## Source document
──────────────────────────────
In one of our recent cases, a judge ruled that the issuance of a deficient status certificate was oppressive and that the condo owner was exempt from having to pay their prorated share of a special assessment. This case contains important lessons for all corporations and managers who issue a status certificate.

Facts of this case

Since 2017, this condo corporation had been experiencing serious issues with its watermain and lift station. This had been discussed at several condo board meetings.

In 2019, the corporation obtained a $415,000 quote for partial replacement work.

In 2020, the corporation retained consultants for this project.

In November 2020, the corporation’s auditor flagged that:

The Corporation has tendered the water main repairs. It was unknown at the time of the audit the cost of this project, but it is esimated to be significant. The work is expected to commence and be completed in the following fiscal year. To fund this project, there is a possibility of a special assesment to the unit owners and/or an application for a loan.

In March 2021, the corporatin tendered the project.

In June 2021, someone who wanted to purchase a condo at this corporation asked for a status certificate.  The realtor for the vendor handed over a status certificate that they (the vendor) had obtained from the Corporation on June 8, 2021.

Paragraph 12 of the status certificate read as follows:

The Corporation has no knowledge of any circumstance that may result in an increase in the common expenses for the unit. Except: the Corporation’s fiscal year end is August 31, 2021. Therefore, monthly common element fees may be increased in accordance with the new budget which has yet to be determined.
──────────────────────────────
## Records shown
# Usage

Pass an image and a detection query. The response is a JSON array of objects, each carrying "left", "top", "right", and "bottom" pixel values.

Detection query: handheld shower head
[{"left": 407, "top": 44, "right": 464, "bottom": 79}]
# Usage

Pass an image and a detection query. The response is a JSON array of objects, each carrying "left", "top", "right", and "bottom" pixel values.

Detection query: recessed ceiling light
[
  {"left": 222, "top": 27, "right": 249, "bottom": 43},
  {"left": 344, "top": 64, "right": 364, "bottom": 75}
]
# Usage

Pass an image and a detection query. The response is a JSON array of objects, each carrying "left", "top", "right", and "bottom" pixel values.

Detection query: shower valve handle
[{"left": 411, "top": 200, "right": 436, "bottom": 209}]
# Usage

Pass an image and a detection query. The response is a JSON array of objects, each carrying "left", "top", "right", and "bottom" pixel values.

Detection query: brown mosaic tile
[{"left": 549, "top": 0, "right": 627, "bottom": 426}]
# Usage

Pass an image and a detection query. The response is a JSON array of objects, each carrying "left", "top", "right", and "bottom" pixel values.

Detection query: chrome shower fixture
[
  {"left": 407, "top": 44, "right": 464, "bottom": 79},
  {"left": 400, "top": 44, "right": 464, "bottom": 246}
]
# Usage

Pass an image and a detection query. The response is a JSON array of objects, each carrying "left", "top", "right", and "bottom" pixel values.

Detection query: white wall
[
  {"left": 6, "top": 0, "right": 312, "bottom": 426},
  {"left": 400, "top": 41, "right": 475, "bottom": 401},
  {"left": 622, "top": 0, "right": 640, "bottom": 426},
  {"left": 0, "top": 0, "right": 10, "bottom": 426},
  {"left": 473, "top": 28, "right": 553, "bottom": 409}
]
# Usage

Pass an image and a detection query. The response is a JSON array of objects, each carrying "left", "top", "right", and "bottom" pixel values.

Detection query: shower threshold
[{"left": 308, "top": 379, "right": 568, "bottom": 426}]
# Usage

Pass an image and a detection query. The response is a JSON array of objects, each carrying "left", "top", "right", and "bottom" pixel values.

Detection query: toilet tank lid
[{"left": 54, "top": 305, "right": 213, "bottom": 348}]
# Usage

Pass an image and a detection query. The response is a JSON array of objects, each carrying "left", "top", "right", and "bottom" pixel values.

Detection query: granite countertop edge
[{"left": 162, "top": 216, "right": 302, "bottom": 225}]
──────────────────────────────
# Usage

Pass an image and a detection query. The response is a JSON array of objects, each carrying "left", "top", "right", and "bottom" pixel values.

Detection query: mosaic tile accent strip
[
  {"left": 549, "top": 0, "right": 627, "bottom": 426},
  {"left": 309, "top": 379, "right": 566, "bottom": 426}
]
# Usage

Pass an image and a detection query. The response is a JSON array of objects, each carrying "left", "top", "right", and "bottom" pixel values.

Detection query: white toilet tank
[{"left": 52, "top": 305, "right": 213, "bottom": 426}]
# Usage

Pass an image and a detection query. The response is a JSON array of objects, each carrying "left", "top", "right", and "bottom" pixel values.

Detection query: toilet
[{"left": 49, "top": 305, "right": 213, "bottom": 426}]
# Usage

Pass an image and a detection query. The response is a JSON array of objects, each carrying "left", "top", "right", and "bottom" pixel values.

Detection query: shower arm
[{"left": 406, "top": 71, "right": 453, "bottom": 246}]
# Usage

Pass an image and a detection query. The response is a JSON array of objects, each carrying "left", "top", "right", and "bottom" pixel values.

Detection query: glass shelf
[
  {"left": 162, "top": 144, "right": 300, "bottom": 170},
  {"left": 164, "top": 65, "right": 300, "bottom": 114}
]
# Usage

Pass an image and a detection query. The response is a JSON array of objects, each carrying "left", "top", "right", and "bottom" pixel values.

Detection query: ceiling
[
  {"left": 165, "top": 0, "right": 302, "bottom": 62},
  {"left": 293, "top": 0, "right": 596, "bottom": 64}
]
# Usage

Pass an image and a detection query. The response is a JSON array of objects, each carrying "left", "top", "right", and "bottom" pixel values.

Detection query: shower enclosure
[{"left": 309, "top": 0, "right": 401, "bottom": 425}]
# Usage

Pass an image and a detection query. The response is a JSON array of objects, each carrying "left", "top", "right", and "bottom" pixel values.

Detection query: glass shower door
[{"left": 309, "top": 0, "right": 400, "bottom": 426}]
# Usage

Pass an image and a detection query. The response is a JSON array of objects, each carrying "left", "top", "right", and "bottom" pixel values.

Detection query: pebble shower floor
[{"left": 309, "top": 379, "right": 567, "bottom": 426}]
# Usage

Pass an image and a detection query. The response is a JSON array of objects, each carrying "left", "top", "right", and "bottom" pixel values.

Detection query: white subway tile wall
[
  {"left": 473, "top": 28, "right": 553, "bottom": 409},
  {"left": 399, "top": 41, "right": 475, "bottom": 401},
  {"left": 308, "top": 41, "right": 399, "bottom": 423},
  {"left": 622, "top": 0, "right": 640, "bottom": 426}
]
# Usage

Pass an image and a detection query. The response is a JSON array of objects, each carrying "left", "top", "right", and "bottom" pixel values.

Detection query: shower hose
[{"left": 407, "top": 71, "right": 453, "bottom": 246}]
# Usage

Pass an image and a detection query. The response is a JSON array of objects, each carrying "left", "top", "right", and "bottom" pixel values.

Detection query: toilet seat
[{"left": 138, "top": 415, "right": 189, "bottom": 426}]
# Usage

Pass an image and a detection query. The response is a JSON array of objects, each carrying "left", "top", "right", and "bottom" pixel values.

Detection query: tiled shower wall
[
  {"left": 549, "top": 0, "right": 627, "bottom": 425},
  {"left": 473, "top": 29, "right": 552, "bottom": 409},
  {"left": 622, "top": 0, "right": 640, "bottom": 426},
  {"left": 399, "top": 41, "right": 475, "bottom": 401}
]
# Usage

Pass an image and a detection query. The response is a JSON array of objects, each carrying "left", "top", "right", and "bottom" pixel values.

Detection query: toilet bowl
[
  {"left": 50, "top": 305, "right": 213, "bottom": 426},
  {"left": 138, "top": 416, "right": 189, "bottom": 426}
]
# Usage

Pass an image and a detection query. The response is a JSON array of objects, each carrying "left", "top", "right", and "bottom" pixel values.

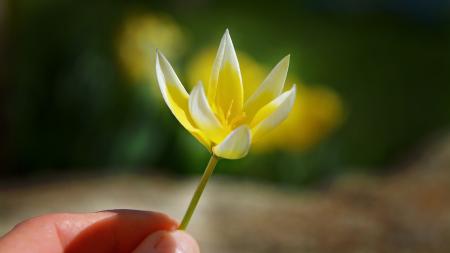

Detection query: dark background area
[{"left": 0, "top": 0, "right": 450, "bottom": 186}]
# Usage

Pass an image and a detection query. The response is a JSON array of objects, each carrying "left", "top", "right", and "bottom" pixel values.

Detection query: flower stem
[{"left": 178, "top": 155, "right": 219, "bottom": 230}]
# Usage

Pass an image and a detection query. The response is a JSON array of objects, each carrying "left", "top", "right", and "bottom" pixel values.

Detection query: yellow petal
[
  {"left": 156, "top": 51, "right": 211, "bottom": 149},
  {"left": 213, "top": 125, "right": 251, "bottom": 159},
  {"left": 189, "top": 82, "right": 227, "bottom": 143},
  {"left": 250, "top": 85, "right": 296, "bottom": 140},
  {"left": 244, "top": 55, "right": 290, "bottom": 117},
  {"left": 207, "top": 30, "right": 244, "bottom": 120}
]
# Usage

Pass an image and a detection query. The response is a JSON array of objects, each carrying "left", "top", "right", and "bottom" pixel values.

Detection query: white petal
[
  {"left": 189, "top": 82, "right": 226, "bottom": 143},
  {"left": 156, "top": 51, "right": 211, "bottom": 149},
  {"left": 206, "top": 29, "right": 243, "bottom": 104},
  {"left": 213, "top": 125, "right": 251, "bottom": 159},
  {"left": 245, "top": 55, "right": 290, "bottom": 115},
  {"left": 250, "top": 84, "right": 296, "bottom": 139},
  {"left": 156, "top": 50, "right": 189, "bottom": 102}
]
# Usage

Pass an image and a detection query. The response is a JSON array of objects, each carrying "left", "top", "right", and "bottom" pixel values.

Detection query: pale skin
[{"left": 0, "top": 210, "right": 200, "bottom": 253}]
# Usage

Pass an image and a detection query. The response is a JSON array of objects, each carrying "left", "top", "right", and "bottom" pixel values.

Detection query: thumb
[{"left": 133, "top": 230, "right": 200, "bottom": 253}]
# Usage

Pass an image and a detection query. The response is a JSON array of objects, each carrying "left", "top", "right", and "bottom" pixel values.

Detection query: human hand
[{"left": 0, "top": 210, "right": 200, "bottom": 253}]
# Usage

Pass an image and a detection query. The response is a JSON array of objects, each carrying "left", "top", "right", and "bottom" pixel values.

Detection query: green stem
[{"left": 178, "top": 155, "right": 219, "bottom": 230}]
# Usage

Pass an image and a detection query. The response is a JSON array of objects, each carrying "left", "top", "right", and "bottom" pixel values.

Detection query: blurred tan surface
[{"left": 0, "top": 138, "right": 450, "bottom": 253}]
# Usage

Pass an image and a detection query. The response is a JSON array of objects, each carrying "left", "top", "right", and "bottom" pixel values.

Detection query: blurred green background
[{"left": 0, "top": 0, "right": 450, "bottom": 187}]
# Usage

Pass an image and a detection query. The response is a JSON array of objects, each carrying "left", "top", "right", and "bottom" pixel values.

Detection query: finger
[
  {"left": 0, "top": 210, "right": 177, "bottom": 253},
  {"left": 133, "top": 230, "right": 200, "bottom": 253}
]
──────────────────────────────
## Exercise requirements
1. Extract every line of the records that contains the string "petal", matching case exactly.
2. Write the next part of the account of the condo status certificate case, starting after its final sentence.
The condo status certificate case and the records have nothing to do with each other.

## Results of the exercise
1.
Detection query: yellow petal
Detection query: white petal

2.
The status certificate package contained numerous other documents (as they always  do).  Burried in this pile of documents was a copy of the 2020 audited financial statement that flagged the need to repair the lift station and the fact that a special assessment/loan may be required.

The purchaser’s realtor reviewed the status certificate and concluded that “the finances looked to be in order”, that the reserve fund “seemed to be properly funded” and that there was “nothing to suggest there migh be any special assessments any time soon”.

Relying on the status certificate, the purchaser made an unconditional offer to purchase the unit, which was accepted.

Two days later, the corporation received a bid for the project, costing it at 2 Million dollars.  The Corporation then looked into passing a borrowing by-law, which was the first time the purchaser became aware of the situation.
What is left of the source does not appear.